__Data provided__:
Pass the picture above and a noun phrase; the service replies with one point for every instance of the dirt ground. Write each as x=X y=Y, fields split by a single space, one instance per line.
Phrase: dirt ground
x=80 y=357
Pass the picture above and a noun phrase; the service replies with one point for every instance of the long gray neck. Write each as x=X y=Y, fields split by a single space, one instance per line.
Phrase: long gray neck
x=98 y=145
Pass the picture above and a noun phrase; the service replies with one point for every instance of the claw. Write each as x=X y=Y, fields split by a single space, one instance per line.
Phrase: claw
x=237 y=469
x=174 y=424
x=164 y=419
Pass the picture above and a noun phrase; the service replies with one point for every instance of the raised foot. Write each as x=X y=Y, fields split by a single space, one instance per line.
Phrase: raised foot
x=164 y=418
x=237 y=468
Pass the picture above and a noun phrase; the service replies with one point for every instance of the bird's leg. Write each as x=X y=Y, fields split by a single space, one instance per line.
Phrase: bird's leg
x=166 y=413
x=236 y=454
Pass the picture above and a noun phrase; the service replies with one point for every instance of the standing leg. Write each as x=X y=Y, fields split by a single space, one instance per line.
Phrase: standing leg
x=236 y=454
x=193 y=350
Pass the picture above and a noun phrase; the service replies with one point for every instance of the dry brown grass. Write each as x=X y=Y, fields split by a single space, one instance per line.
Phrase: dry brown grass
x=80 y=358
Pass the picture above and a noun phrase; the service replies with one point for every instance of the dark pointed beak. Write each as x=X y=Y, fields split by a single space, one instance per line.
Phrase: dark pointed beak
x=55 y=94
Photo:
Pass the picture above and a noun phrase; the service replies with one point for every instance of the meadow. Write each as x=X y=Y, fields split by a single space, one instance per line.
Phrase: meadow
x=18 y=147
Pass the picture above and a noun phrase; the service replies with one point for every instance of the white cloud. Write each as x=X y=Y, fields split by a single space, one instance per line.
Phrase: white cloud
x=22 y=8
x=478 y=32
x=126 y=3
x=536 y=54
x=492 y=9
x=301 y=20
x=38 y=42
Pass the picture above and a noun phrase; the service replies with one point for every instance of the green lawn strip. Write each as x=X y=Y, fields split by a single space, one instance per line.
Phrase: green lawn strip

__Instructions for the task__:
Reproduce the entire listing. Keep every word as it is.

__Exercise answer__:
Pass the picture above and a noun phrase; the service replies with one point for every instance of the dirt ground. Write each as x=X y=Y, fields split by a single space, one instance per line.
Phrase: dirt ground
x=80 y=357
Pass the picture above and a noun phrase; the service replies with one point for every instance of the long gray neck. Write each as x=X y=Y, fields split by a single space, one instance per line.
Phrase: long gray neck
x=98 y=145
Pass the picture above and a noun phrase; the service replies with one point for every instance of the claw. Write each as x=X y=Y, fields split by a single space, one instance per line.
Phrase: claw
x=237 y=469
x=174 y=424
x=164 y=419
Pass the picture above and a noun phrase; the service replies with one point for every instance of the raised foot. Write each as x=X y=Y, fields split by a single space, one instance per line.
Phrase: raised foot
x=164 y=418
x=237 y=468
Pass the picture above and a noun phrase; the service replies with one point for every instance of the bird's leg. Write each as x=X y=Y, fields split by a single space, one instance per line.
Phrase: bird's leg
x=166 y=413
x=236 y=454
Pass the picture above and a noun phrase; the service replies with one point for every instance of the standing leg. Write each as x=X y=Y, fields split by a single space, one instance per line.
Phrase: standing leg
x=236 y=454
x=193 y=350
Pass the picture above and a noun phrase; the service replies with one point for every instance of the dry brown grass. Write each as x=X y=Y, fields split by a single space, one instance per line.
Phrase: dry brown grass
x=80 y=358
Pass the picture above and a noun phrase; the service replies with one point for every instance of the dark pointed beak. Write each as x=X y=Y, fields split by a single space, one instance per line.
Phrase: dark pointed beak
x=55 y=94
Photo:
Pass the picture above and a noun phrase; the service replies with one point for every instance of the meadow. Write each as x=X y=Y, fields split by a single space, one instance per line.
Phrase: meadow
x=18 y=147
Pass the picture above and a noun phrase; the service replies with one point for every instance of the white cloud. Write each as x=X y=Y, fields split by a single space, one instance per line.
Phrase: white cloud
x=22 y=8
x=478 y=32
x=126 y=3
x=536 y=54
x=492 y=9
x=301 y=20
x=38 y=42
Pass the picture above and a noun phrase; the service replies with one point for every instance of the green lawn strip. Write each as x=X y=Y, fields split by a single space, one instance per line.
Phrase: green lawn strip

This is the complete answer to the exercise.